== What the task requires ==
Print the full listing below line for line, changing nothing.

== Dataset excerpts ==
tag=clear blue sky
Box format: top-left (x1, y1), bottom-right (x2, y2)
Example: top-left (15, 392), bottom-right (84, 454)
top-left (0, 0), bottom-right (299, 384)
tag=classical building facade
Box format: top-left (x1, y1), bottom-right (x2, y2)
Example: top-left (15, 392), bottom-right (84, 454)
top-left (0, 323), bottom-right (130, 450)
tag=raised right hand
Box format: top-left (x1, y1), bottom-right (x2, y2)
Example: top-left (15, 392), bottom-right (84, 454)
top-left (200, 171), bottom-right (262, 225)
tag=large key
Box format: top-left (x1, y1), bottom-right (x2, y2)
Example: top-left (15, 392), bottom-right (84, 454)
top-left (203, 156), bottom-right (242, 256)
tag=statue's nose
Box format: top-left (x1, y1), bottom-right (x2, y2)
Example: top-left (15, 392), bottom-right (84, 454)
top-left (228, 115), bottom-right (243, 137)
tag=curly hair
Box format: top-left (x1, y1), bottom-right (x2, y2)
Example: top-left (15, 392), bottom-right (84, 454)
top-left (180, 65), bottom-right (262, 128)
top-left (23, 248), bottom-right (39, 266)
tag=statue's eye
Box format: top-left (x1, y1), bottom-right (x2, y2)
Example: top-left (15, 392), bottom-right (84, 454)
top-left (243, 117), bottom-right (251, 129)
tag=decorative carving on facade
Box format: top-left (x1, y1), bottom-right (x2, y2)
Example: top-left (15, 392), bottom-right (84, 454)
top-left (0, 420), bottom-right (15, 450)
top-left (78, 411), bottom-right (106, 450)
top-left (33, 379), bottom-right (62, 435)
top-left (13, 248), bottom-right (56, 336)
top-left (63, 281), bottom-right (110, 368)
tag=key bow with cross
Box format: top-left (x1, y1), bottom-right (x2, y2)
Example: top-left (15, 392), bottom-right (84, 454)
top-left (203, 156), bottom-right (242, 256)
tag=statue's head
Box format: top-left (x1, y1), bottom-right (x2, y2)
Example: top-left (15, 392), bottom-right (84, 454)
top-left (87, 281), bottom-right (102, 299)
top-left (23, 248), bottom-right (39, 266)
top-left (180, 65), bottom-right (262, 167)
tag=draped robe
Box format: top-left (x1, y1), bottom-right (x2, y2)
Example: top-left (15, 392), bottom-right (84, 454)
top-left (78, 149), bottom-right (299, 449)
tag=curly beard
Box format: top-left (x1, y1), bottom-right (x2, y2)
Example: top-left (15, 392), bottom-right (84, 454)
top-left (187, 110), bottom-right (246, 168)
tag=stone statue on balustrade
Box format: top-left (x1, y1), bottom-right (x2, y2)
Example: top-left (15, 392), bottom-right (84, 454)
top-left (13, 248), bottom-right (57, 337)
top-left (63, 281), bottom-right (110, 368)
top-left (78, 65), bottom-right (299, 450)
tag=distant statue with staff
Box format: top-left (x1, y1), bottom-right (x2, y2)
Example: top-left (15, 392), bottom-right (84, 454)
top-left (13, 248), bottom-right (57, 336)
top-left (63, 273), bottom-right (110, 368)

== Result ==
tag=clear blue sky
Box format: top-left (x1, y1), bottom-right (x2, y2)
Example: top-left (15, 392), bottom-right (84, 454)
top-left (0, 0), bottom-right (299, 384)
tag=classical building facade
Box format: top-left (x1, y1), bottom-right (x2, y2)
Example: top-left (15, 392), bottom-right (84, 454)
top-left (0, 323), bottom-right (130, 450)
tag=raised right hand
Box format: top-left (x1, y1), bottom-right (x2, y2)
Example: top-left (15, 392), bottom-right (84, 454)
top-left (200, 171), bottom-right (262, 225)
tag=large key
Box format: top-left (x1, y1), bottom-right (x2, y2)
Example: top-left (15, 392), bottom-right (84, 454)
top-left (203, 156), bottom-right (242, 256)
tag=statue's nose
Box format: top-left (x1, y1), bottom-right (x2, y2)
Example: top-left (15, 392), bottom-right (84, 454)
top-left (228, 115), bottom-right (243, 137)
tag=curly hair
Box format: top-left (x1, y1), bottom-right (x2, y2)
Example: top-left (15, 392), bottom-right (84, 454)
top-left (180, 65), bottom-right (262, 128)
top-left (23, 248), bottom-right (39, 266)
tag=statue's eye
Box format: top-left (x1, y1), bottom-right (x2, y2)
Example: top-left (15, 392), bottom-right (84, 454)
top-left (243, 117), bottom-right (251, 129)
tag=decorative carving on facade
Box format: top-left (x1, y1), bottom-right (x2, y2)
Example: top-left (15, 392), bottom-right (84, 454)
top-left (0, 420), bottom-right (15, 450)
top-left (78, 411), bottom-right (106, 450)
top-left (33, 379), bottom-right (62, 435)
top-left (13, 248), bottom-right (56, 336)
top-left (63, 281), bottom-right (110, 368)
tag=key bow with cross
Box format: top-left (x1, y1), bottom-right (x2, y2)
Example: top-left (15, 392), bottom-right (84, 454)
top-left (203, 156), bottom-right (242, 256)
tag=statue's head
Box format: top-left (x1, y1), bottom-right (x2, y2)
Example: top-left (15, 392), bottom-right (84, 454)
top-left (87, 281), bottom-right (102, 299)
top-left (23, 248), bottom-right (39, 266)
top-left (180, 65), bottom-right (262, 167)
tag=draped robe
Box format: top-left (x1, y1), bottom-right (x2, y2)
Example: top-left (15, 392), bottom-right (84, 454)
top-left (78, 149), bottom-right (299, 449)
tag=curly beard
Box format: top-left (x1, y1), bottom-right (x2, y2)
Example: top-left (15, 392), bottom-right (84, 454)
top-left (187, 110), bottom-right (246, 168)
tag=stone statue on balustrade
Box format: top-left (x1, y1), bottom-right (x2, y2)
Example: top-left (15, 392), bottom-right (84, 454)
top-left (13, 248), bottom-right (57, 337)
top-left (63, 281), bottom-right (110, 368)
top-left (78, 65), bottom-right (299, 450)
tag=distant statue with staff
Box format: top-left (x1, y1), bottom-right (x2, y2)
Example: top-left (15, 392), bottom-right (84, 454)
top-left (13, 248), bottom-right (57, 336)
top-left (63, 273), bottom-right (110, 368)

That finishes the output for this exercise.